The convention counts both CNN and MSNBC among its media partners, and both networks are scheduled to have their own dedicated stage for a day. Cable news stars like Jake Tapper, Brianna Keilar, Joy Reid, and Ana Navarro are all on the speakers list. In 2016, one of Politicon’s biggest showdowns was between Ann Coulter and CNN’s Van Jones. Politicon’s head-to-head matchups borrow from the same formula that has been pushed for years on cable news. In many ways, the festival is cable news live.

The formula is simple: Put a lot of people of different political stripes on a stage, make them duke it out, and sell a lot of tickets. As Erik Wemple, media critic for The Washington Post, told me, “That is our political entertainment culture, to put people on and hope that they brawl.” Take CNN, which is notorious for its enormous panels and its seemingly infinite rotating cast of contributors who argue over the day’s news. In an April story for The New York Times Magazine, Jonathan Mahler described CNN President Jeff Zucker’s strategy this way: “What Zucker is creating now is a new kind of must-see TV—produced almost entirely in CNN’s studios—an unending loop of dramatic moments, conflicts, and confrontations.”

But what makes for good TV does not make for good journalism. Having people of different political persuasions in discussion is not bad in and of itself, of course. But, as anyone who has spent a few minutes watching cable knows, these situations have a tendency to devolve into vapid cheap shots, rather than meaningful debate. Putting Chelsea Handler on a festival stage with an incendiary figure like Tomi Lahren might sell tickets, but chances are it won’t be enlightening. In the same vein, CNN putting nutty pro-Trump surrogates like Kayleigh McEnan and Jeffrey Lord on air boosts ratings, but does almost nothing to educate. Zucker himself told the Times that he sees his pro-Trump panelists as “characters in a drama.”

Much of this arrangement comes down to profitability, which is why Politicon has gotten in on the game. Networks’ priorities are to keep costs low, while boosting their ratings. It’s much more affordable to invite a panel of commentators to squabble on air than it is to send journalists around the country to dig up stories, report them out, and then edit that material for television. And it’s working: Since Trump’s ascension, cable news networks have broken ratings records. Much of the time they are doing this not by breaking news about the Trump administration—print media like The Washington Post and The New York Times, and even networks’ digital sites like CNN.com, are picking up most of those stories—but by providing the entertainment of on-air clashes.

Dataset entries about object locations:

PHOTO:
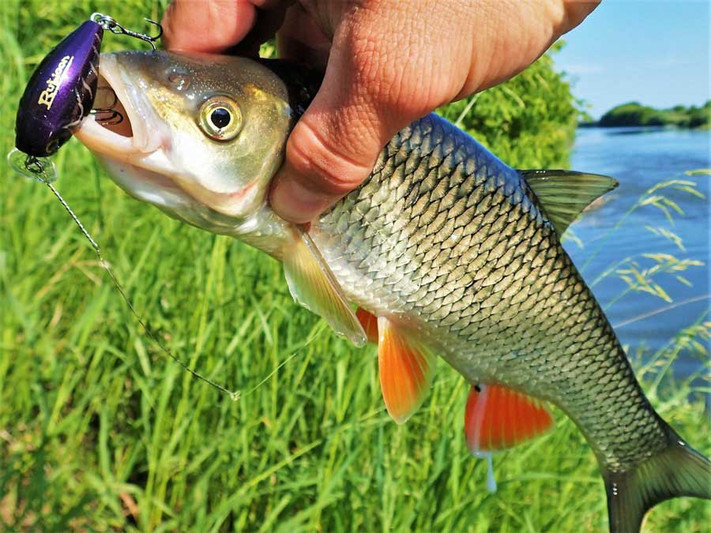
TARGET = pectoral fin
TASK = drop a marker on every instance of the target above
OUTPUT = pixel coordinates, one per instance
(405, 369)
(564, 193)
(369, 323)
(497, 418)
(313, 285)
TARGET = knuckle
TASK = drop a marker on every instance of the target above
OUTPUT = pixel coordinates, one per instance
(323, 166)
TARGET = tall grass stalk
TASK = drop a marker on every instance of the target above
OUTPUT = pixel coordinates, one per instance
(101, 432)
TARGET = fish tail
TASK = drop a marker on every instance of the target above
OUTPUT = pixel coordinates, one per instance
(676, 470)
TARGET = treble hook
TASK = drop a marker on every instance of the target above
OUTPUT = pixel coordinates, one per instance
(110, 24)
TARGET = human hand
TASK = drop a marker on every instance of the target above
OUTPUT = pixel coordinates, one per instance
(386, 63)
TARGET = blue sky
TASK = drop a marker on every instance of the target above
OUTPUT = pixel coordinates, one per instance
(656, 52)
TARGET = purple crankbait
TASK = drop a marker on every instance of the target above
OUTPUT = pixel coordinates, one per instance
(61, 93)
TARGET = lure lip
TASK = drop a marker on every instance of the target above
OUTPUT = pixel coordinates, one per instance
(59, 93)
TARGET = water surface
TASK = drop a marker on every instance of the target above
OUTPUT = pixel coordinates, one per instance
(640, 158)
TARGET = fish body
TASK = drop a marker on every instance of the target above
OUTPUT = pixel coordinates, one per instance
(451, 252)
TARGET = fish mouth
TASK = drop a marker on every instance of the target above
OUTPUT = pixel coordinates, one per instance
(132, 140)
(130, 133)
(126, 133)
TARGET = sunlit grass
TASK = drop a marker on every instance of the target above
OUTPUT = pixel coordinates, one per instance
(100, 431)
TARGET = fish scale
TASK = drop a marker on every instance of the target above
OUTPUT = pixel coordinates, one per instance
(506, 243)
(451, 250)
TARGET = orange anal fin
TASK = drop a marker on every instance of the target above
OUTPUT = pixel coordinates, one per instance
(369, 323)
(498, 418)
(405, 369)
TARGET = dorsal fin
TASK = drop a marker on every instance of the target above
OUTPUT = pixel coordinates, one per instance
(369, 323)
(313, 285)
(498, 418)
(405, 369)
(565, 193)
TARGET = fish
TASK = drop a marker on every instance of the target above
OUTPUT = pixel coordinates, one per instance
(443, 252)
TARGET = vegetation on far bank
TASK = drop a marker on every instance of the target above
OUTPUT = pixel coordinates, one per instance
(99, 431)
(636, 114)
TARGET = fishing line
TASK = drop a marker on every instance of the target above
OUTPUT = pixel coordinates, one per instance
(234, 395)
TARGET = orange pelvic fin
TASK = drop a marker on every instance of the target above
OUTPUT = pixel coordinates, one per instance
(498, 418)
(406, 370)
(369, 323)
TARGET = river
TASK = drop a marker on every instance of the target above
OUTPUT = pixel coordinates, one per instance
(641, 158)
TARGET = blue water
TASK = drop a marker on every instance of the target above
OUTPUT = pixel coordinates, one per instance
(640, 158)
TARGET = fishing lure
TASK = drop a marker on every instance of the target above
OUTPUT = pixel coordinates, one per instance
(61, 93)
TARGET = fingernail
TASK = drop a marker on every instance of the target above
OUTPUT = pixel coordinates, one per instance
(294, 202)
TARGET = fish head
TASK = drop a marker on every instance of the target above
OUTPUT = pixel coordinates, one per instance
(199, 136)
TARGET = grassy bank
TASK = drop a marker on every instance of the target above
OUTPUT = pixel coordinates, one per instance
(101, 432)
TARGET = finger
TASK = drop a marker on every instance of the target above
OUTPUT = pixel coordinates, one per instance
(335, 145)
(207, 26)
(301, 40)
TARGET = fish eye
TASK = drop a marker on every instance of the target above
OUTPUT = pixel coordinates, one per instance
(220, 118)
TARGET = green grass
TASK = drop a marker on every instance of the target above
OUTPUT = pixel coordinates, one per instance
(99, 431)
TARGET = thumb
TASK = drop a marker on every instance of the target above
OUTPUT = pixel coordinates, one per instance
(334, 146)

STATED EXERCISE A: Write out the passage on cable news and Politicon from "The convention counts" to "cable news live.".
STATED EXERCISE B: Pull out every line in the entries that contains the string "fishing", treating uppercase and lowercase as different.

WRITTEN ANSWER A:
The convention counts both CNN and MSNBC among its media partners, and both networks are scheduled to have their own dedicated stage for a day. Cable news stars like Jake Tapper, Brianna Keilar, Joy Reid, and Ana Navarro are all on the speakers list. In 2016, one of Politicon’s biggest showdowns was between Ann Coulter and CNN’s Van Jones. Politicon’s head-to-head matchups borrow from the same formula that has been pushed for years on cable news. In many ways, the festival is cable news live.

WRITTEN ANSWER B:
TARGET = fishing line
TARGET = fishing lure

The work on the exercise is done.